→ **WHAT NEEDS TO BE DONE**
If you see a picture in the data below, omit it and copy the rest exactly.
[DATA SUPPLIED Boundary: Start]
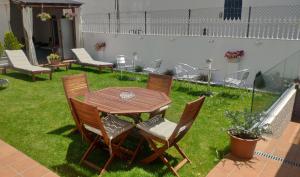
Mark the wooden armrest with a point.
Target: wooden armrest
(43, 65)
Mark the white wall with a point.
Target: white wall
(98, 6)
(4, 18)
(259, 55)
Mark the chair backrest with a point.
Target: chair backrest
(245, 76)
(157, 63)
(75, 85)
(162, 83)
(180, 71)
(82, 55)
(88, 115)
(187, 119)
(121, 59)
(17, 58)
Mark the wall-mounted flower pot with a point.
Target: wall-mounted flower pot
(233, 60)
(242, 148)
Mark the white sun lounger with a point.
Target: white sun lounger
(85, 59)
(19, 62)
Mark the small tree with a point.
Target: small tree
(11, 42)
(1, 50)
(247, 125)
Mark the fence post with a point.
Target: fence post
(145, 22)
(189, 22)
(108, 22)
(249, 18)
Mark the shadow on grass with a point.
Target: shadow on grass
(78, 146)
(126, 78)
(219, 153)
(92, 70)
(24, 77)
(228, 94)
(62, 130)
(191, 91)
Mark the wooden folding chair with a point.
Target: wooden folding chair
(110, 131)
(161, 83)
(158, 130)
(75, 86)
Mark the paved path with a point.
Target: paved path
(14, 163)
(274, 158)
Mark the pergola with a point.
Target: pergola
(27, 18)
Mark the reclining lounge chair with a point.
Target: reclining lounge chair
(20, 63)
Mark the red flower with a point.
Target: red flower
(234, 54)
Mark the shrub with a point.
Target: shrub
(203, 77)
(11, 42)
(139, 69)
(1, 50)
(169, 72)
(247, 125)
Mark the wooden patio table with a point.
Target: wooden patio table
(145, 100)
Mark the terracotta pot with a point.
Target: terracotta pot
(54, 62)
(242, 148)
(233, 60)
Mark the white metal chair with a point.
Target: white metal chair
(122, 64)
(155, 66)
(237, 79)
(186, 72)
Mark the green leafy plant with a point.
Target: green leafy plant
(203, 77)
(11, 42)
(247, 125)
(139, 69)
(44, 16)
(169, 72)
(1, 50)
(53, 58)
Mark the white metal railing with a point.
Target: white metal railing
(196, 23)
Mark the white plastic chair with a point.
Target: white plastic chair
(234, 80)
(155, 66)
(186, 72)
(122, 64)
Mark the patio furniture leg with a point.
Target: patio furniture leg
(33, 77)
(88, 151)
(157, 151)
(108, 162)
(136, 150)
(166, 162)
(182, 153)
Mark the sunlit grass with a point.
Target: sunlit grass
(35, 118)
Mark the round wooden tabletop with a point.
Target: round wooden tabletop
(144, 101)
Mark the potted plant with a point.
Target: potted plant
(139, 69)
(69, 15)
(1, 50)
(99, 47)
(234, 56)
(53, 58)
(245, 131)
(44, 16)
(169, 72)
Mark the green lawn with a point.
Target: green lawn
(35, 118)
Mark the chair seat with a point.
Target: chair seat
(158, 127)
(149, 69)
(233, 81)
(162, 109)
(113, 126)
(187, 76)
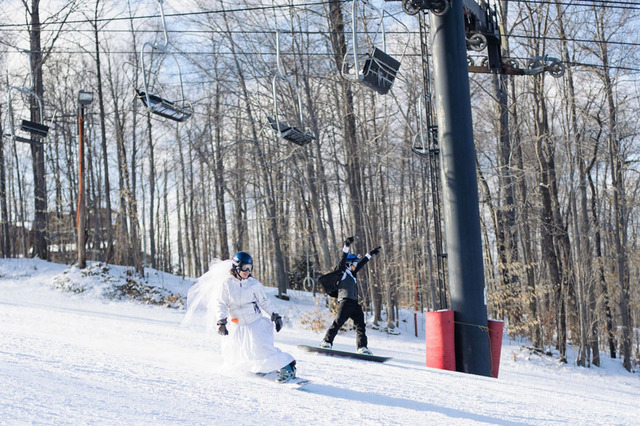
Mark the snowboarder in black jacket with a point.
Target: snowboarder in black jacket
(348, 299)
[DATA SUPPLIED Boundary: End]
→ **YOUR SOLUTION**
Mark the wooden armrest with a point.
Target: wooden armrest
(43, 65)
Mark the white wall with a point.
Target: white wall
(98, 6)
(4, 18)
(259, 55)
Mark the chair backrest with a point.
Target: chair backrest
(245, 76)
(157, 63)
(75, 85)
(162, 83)
(180, 71)
(82, 55)
(88, 115)
(187, 119)
(121, 59)
(17, 58)
Mark the wall-mounted flower pot with a point.
Target: wall-mounted flower pot
(233, 60)
(242, 148)
Mark the white sun lounger with a point.
Target: white sun lounger
(85, 59)
(19, 62)
Mark the small tree with a point.
Target: small tree
(11, 42)
(1, 50)
(247, 125)
Mark the fence post with a point.
Target: fence post
(145, 22)
(189, 22)
(108, 22)
(249, 18)
Mark the shadow on grass with a point.
Target: shadow on grass
(78, 146)
(126, 78)
(219, 153)
(92, 70)
(24, 77)
(228, 94)
(62, 130)
(191, 91)
Mark the wooden folding chair with a point.
Target: wooden folding chair
(110, 131)
(161, 83)
(158, 130)
(75, 86)
Mark the paved path with a point.
Target: paved path
(14, 163)
(274, 158)
Mark the pergola with a point.
Target: pergola
(27, 18)
Mark the reclining lounge chair with a point.
Target: reclining lounge chair
(20, 63)
Mark the red flower with a point.
Target: red flower
(234, 54)
Mark the shrub with a point.
Target: shrub
(203, 77)
(11, 42)
(139, 69)
(1, 50)
(169, 72)
(247, 125)
Mark the wooden patio table with a point.
Target: wooden patio table
(145, 100)
Mark the terracotta pot with a point.
Target: terracotta pot
(54, 62)
(242, 148)
(233, 60)
Mark the white metal chair with a point.
Target: white metal chair
(122, 64)
(155, 66)
(237, 79)
(186, 72)
Mark the green leafy plant with a point.
Target: green leafy plant
(203, 77)
(11, 42)
(247, 125)
(139, 69)
(44, 16)
(169, 72)
(1, 50)
(53, 58)
Mark the white metal railing with a point.
Target: white metal railing
(196, 23)
Mark the white plastic chair with a point.
Target: white plastic chair
(234, 80)
(155, 66)
(186, 72)
(122, 64)
Mark the patio furniture leg with a point.
Target: patio furniture leg
(33, 77)
(88, 151)
(157, 151)
(108, 162)
(136, 150)
(166, 162)
(182, 153)
Mark the sunlit grass with a point.
Target: sunlit grass
(35, 118)
Mark the round wooden tabletop with a point.
Target: round wooden tabletop
(144, 101)
Mark the potted plant with a point.
Target: potted plant
(139, 69)
(69, 15)
(1, 50)
(99, 47)
(234, 56)
(53, 58)
(245, 131)
(44, 16)
(169, 72)
Mark the green lawn with a point.
Target: green lawn
(35, 118)
Mark the chair seat with a point.
Target: chair seat
(158, 127)
(149, 69)
(233, 81)
(162, 109)
(113, 126)
(187, 76)
Mark the snowboarder in black jacket with a point.
Target: snowboarder in black jacket
(348, 299)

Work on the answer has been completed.